READING TEXT
-=-=-=-=-

Intermountain Healthcare to use drones to deliver medications
Intermountain Healthcare has been working with Zipline drones for over two years trying to identify ways drones would be beneficial in healthcare. John Wright, Intermountain supply chain and support services vice president, said they came to one conclusion.
“We landed on pharmaceutical drug delivery at home for the convenience of our patients, making sure that they can get care when and where they would like to receive it,” Wright said.
Zipline drones could be delivering medications to patients’ homes as early as March of 2022. Wright said they will start in the Salt Lake area and then expand in future years. He said the system will be faster and will provide needed medical benefits.
“If people are able to receive their prescriptions at home, we’re hoping that they’ll actually use those medications more regularly,” Wright said.
While drone safety might be a concern for some, Utah State aviation professor Shawn Barstow said the drone crashes we see on Youtube aren’t the reality of drone technology.

-=-=-=-=-

GIVEN RECORDS
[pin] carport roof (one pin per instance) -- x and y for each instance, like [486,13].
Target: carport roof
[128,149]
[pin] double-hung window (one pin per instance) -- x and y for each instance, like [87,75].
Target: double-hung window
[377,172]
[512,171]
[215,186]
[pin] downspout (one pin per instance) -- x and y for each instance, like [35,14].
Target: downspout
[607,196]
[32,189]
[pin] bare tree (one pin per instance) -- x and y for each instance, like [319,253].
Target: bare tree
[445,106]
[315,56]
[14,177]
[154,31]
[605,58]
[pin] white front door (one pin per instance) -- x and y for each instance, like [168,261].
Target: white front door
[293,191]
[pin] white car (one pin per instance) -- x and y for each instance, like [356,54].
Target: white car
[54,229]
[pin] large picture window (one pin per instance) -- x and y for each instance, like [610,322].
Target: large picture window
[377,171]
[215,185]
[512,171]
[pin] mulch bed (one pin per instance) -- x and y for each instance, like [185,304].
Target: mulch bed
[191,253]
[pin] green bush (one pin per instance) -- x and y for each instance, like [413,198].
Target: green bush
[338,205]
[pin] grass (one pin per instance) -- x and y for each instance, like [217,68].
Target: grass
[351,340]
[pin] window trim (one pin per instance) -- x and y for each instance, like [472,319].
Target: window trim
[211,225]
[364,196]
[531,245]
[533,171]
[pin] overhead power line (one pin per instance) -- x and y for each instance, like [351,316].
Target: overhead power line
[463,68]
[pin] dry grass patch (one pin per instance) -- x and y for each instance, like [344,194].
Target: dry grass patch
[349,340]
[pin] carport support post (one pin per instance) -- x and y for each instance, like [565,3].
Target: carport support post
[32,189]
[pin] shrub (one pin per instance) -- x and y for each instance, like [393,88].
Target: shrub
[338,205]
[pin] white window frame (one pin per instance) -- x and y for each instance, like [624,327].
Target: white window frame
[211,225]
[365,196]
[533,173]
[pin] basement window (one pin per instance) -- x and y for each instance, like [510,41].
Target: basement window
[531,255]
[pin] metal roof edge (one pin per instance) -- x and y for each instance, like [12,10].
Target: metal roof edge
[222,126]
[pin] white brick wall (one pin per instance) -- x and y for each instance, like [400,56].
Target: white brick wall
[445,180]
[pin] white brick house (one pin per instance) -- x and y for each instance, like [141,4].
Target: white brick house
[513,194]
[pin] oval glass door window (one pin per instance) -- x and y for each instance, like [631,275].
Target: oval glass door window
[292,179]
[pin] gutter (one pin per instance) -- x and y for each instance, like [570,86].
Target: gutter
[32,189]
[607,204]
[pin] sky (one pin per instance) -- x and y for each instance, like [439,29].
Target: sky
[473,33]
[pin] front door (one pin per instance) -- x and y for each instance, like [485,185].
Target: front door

-=-=-=-=-

TASK REQUIREMENTS
1. List every distinct person, company, or institution named in the drone delivery article.
2. Continue the drone delivery article from the point where it stops.

ANSWERS FOR THE EXERCISE
1. Intermountain Healthcare, Zipline, John Wright, Utah State, Shawn Barstow, Youtube

2.
“Drone technology is to the point where through automation, through artificial intelligence, we’re able to control them in a way that’s going to not only be safer,” Barstow said. “But more expeditious and easier to get what you need done with them.”
Barstow said what Intermountain Healthcare is doing is a step in the right direction for Utah’s drone industry.
“Having worked with medicine and delivering medicine, and having that controllability that you can with the medication,” Barstow said. “I think it’s going to be what Utah really needs to help push it ahead of the drone technology and the drone world.”